> _STATED TASK A_
Duplicate the Data listing records from the line with "like [(193, 152)]." to the line with "[(569, 419), (260, 354), (702, 425), (354, 428)]", including both of those lines.

So I was reading this paper by Max Tegmark linked from another thread, and one particular thing he said-- although didn't really have anything to do specifically with the paper it was part of-- caught my eye:
So this is something I've actually seen expressed before, but this is the clearest expression of it I've ever seen. I wanted to ask a few (possibly stupid) questions about it.
1. A variation on this claim that I've seen is that each quantum-mechanical spin value corresponds to an irreducible representation of SU(2). Is this linked to Tegmark's claim that the irreducible representations of Poincare provide all the quantum numbers of a particle; and if so, how? I.E., is the idea that SU(2) is a subgroup of the Poincaré group or something (...err, is it?) and there is some way we can decompose the Poincare group into SU(2) and some other subgroups where each of the subgroups has irreducible representations which correspond to a different quantum number?

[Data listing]
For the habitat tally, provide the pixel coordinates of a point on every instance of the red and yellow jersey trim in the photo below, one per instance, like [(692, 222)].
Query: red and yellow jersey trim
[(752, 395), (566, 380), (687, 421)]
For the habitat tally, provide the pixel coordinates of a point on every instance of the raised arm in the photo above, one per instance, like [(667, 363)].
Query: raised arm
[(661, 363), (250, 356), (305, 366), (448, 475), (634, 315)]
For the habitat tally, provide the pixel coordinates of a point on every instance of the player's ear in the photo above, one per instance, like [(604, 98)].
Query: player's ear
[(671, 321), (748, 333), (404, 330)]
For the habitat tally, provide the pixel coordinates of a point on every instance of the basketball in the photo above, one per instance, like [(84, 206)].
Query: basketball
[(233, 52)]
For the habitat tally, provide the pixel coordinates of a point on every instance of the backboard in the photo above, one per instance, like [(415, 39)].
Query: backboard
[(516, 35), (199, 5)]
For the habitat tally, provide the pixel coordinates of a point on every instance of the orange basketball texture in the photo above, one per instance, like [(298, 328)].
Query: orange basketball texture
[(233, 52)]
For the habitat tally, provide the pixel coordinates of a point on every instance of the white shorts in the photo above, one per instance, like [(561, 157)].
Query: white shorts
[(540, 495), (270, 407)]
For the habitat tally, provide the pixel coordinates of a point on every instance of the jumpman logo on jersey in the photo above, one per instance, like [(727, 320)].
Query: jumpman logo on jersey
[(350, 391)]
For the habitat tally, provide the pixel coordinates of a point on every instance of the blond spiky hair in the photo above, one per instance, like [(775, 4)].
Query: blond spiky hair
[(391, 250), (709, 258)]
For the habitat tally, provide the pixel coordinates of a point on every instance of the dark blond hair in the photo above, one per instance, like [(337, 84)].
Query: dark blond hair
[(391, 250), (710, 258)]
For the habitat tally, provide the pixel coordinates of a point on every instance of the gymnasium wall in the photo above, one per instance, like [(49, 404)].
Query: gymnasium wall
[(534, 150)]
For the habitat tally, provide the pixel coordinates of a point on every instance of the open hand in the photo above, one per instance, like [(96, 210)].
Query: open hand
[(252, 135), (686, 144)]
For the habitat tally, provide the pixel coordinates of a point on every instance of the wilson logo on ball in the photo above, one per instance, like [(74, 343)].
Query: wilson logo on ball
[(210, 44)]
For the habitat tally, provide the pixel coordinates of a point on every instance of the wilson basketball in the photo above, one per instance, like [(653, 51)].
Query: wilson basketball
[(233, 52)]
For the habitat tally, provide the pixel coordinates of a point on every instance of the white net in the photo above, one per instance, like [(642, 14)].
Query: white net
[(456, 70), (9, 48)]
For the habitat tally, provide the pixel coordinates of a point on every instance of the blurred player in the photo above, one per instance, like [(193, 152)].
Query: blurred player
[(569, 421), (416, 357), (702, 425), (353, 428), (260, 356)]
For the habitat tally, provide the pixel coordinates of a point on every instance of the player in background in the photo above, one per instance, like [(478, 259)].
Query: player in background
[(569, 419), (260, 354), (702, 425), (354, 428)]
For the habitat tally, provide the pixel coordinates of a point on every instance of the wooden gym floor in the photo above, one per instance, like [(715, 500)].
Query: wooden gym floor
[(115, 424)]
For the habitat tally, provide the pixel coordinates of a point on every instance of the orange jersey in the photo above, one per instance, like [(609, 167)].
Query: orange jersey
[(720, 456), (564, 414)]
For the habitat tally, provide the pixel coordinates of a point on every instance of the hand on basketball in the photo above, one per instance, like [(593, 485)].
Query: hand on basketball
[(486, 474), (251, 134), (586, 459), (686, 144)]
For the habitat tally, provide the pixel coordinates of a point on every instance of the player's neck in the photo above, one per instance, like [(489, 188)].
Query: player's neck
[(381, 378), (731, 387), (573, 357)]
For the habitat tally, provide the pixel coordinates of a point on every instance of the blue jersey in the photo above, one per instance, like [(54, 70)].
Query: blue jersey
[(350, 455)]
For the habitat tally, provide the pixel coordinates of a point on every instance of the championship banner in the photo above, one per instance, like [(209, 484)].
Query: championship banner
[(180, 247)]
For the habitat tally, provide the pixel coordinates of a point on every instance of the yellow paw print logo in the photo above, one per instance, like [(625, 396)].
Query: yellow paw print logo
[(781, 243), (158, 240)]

> _STATED TASK B_
In the excerpt about Tegmark's claim, list each thing said to have irreducible representations.

> _RIGHT ANSWER A_
For the habitat tally, provide the pixel coordinates of a point on every instance of the blurred player in the photo above, one per instance, like [(193, 152)].
Query: blurred player
[(569, 421), (416, 357), (702, 425), (353, 428), (260, 356)]
For the habitat tally, provide the pixel coordinates of a point on every instance of the player in background in the photo above, one per instance, like [(478, 259)].
Query: player in background
[(569, 419), (260, 354), (702, 425), (354, 428)]

> _RIGHT ANSWER B_
- SU(2)
- Poincare (the Poincaré group)
- each of the subgroups into which the Poincaré group might be decomposed